Show every line below that contains the word "pole", copying each one in full.
--- begin SUPPLIED INFORMATION ---
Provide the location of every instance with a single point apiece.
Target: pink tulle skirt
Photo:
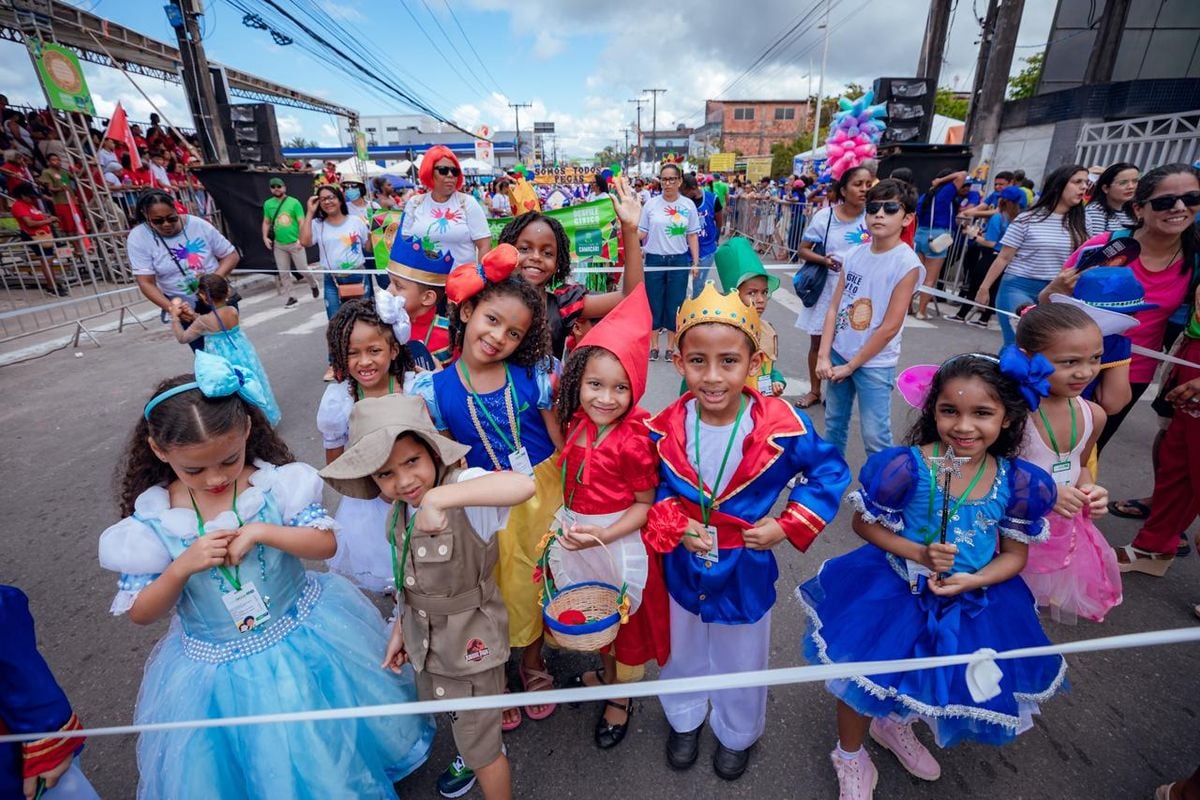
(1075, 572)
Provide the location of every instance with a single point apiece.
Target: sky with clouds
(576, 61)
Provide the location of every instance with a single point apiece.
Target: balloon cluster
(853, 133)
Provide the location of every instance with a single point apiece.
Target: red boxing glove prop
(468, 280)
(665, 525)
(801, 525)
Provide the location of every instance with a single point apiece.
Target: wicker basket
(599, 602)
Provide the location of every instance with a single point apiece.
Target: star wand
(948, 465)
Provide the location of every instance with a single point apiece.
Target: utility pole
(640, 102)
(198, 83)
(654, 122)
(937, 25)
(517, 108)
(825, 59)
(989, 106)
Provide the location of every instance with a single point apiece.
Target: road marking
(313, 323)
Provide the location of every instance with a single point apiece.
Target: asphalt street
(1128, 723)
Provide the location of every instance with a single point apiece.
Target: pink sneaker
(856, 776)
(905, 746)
--- end SUPPLIED INFORMATION ---
--- begin SUPPLIED INFORMATION ---
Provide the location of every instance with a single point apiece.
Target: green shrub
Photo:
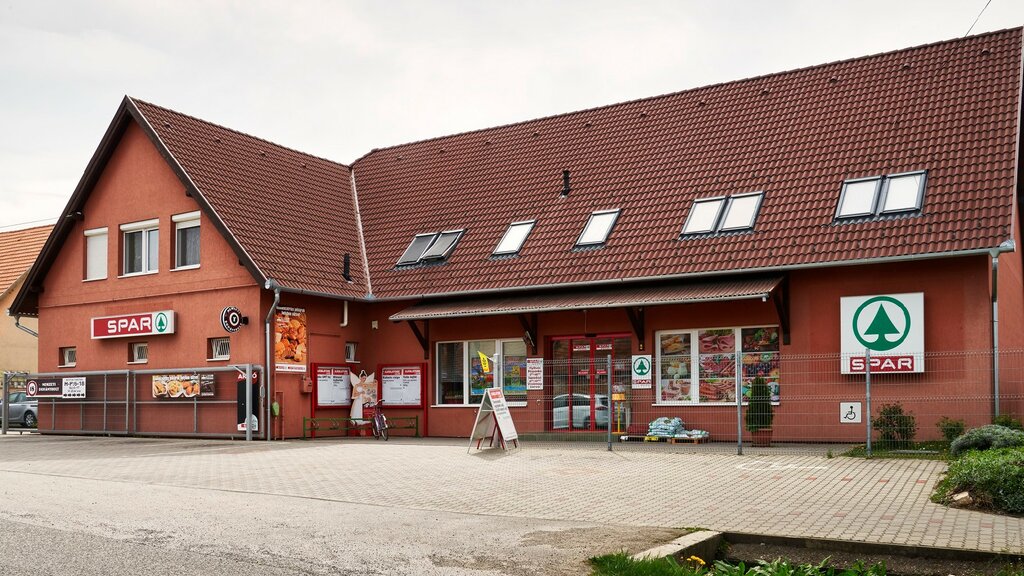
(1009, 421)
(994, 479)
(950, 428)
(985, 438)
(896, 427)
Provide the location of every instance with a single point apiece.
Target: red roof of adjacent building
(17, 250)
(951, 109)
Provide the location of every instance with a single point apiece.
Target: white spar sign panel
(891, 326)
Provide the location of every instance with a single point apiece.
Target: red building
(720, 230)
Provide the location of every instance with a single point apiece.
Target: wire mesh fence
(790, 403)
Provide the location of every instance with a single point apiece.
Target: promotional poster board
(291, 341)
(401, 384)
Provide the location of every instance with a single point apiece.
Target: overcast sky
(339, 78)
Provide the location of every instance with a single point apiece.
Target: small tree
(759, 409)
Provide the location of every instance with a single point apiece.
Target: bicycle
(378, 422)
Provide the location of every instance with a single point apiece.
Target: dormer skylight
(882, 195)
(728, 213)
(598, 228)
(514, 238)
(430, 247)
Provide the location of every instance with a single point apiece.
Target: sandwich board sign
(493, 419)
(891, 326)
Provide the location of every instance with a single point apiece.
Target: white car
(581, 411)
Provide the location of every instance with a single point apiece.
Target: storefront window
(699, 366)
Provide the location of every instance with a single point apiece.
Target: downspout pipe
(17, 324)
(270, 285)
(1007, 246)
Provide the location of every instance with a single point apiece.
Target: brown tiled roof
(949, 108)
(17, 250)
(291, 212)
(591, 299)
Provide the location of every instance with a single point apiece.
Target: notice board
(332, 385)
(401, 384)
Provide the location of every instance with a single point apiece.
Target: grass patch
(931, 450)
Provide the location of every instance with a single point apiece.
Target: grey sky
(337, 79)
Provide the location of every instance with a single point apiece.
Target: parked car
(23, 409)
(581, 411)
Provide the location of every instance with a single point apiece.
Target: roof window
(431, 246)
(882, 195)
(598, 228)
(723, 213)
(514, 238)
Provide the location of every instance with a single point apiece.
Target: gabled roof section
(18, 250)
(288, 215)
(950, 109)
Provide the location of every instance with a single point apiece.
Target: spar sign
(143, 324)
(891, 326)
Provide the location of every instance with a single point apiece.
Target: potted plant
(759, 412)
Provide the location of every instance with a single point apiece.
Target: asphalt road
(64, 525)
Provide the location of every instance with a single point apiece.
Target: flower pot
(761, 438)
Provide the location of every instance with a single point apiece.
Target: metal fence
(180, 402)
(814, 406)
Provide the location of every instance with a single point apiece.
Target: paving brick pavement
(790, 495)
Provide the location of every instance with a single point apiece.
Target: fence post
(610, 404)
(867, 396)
--- end SUPPLIED INFORMATION ---
--- begin SUPPLIED INFORMATION ---
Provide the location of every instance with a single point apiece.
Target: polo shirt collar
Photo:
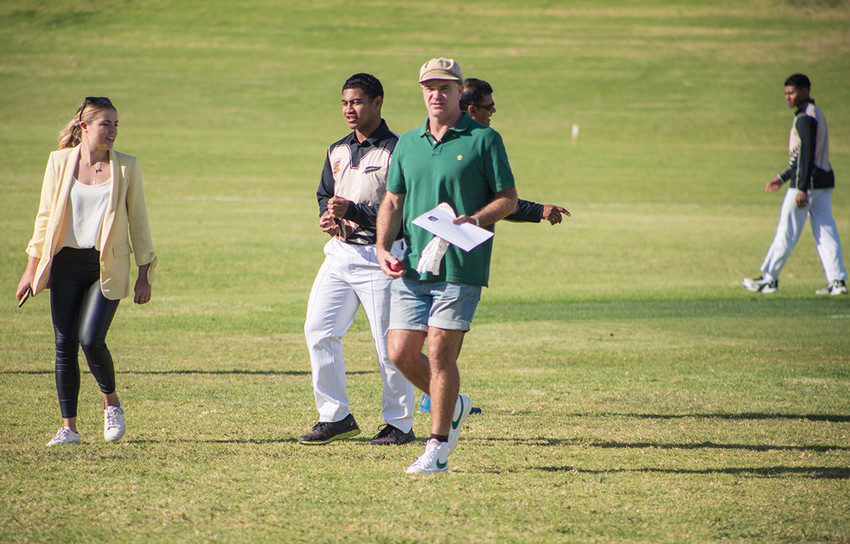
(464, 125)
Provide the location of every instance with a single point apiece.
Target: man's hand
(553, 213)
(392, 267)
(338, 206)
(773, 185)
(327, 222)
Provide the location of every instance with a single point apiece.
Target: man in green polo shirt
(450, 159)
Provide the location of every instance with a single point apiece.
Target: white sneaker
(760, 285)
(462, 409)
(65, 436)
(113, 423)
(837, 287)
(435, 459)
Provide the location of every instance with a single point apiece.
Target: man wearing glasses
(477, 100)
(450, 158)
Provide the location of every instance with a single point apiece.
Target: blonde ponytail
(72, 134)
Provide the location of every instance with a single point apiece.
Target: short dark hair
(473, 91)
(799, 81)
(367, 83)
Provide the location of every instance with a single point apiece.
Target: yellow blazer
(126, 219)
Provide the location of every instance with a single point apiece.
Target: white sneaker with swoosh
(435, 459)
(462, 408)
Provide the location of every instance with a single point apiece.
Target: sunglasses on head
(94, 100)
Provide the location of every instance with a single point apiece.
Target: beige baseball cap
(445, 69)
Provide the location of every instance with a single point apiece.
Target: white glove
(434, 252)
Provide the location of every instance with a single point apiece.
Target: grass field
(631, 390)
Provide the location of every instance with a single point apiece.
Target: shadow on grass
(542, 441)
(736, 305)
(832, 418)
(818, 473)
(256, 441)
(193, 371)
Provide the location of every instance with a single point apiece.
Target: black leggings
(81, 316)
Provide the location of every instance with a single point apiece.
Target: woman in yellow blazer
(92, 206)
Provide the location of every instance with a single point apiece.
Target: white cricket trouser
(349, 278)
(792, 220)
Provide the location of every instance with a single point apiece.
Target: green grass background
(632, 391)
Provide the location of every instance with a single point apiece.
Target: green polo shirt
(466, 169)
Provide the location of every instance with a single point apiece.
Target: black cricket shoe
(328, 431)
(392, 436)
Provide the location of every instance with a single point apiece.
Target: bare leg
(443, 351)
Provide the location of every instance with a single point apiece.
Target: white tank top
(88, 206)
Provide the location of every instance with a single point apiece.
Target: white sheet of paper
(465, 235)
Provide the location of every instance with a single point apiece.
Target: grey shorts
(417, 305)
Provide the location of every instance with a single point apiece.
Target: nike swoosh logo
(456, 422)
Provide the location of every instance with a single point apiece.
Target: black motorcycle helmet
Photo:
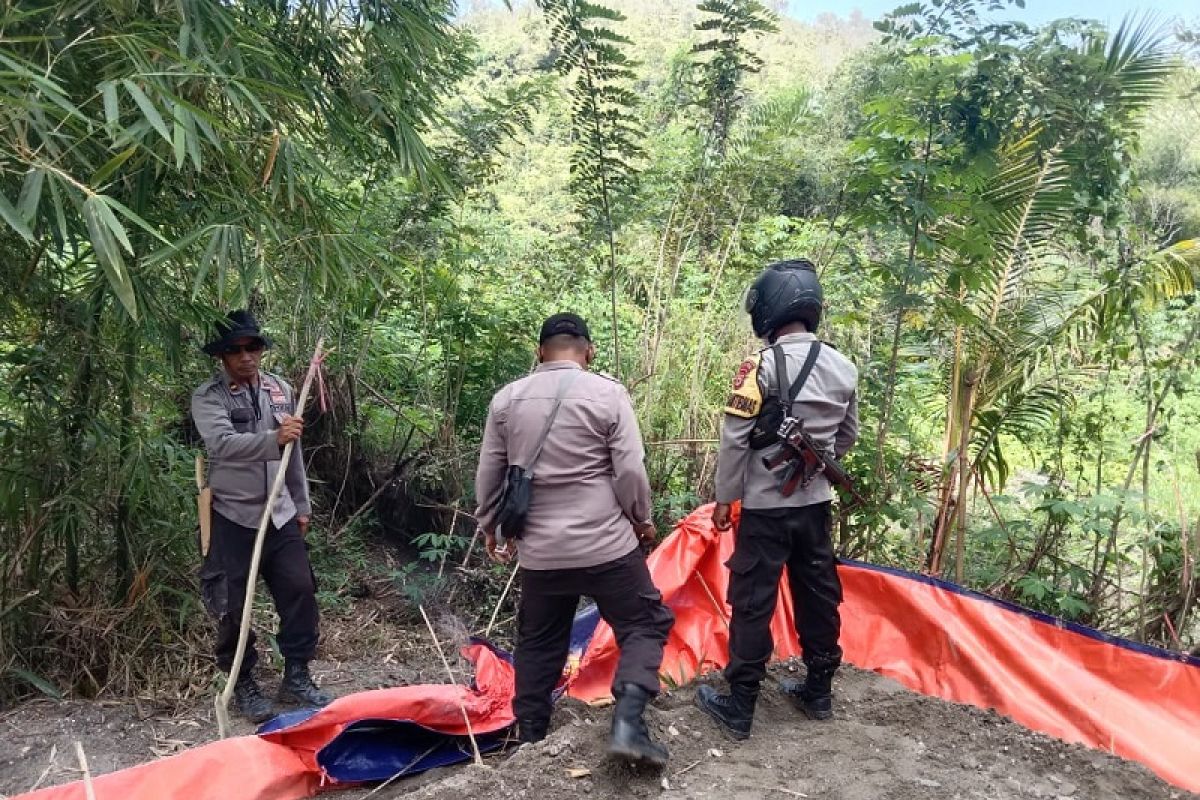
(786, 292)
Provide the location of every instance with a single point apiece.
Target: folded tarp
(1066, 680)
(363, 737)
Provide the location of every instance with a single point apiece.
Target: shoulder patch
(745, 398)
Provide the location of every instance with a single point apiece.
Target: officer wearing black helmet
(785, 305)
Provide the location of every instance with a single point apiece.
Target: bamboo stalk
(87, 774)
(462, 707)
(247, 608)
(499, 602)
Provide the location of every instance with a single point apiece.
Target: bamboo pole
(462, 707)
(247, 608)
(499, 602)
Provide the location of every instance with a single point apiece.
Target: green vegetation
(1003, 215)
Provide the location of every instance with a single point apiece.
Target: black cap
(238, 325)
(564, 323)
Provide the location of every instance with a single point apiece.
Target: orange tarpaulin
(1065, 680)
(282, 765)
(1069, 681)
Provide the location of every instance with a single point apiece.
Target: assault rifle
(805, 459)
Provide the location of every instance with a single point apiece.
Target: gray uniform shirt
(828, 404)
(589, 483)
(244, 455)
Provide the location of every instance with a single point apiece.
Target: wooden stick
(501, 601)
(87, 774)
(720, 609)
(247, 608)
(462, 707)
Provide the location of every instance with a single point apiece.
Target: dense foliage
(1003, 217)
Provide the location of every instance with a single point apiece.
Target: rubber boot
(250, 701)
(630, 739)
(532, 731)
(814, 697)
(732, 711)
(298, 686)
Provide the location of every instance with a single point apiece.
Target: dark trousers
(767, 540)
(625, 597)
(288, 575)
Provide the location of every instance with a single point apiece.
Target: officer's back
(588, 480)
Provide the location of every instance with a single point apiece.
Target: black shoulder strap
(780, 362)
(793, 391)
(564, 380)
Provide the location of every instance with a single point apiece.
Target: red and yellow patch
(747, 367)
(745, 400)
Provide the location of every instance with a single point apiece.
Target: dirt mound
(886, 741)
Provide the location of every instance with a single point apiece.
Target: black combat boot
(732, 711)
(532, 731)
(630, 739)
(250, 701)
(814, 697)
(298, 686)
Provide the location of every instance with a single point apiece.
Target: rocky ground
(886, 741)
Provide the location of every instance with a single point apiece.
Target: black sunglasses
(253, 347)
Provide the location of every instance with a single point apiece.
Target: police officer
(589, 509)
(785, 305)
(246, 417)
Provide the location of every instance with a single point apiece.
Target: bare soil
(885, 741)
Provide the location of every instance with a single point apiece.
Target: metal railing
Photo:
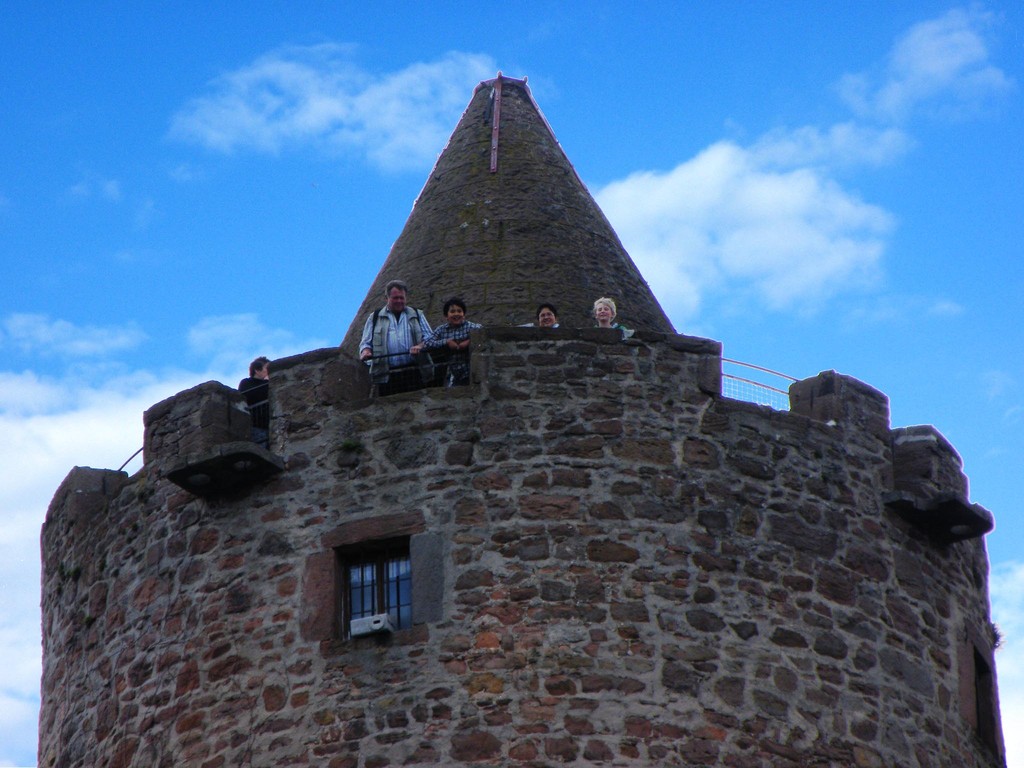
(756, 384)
--- end SUPPLIED INFORMATION ---
■ **WRITTEN SOLUTION**:
Target: utility pole
Target: bamboo pole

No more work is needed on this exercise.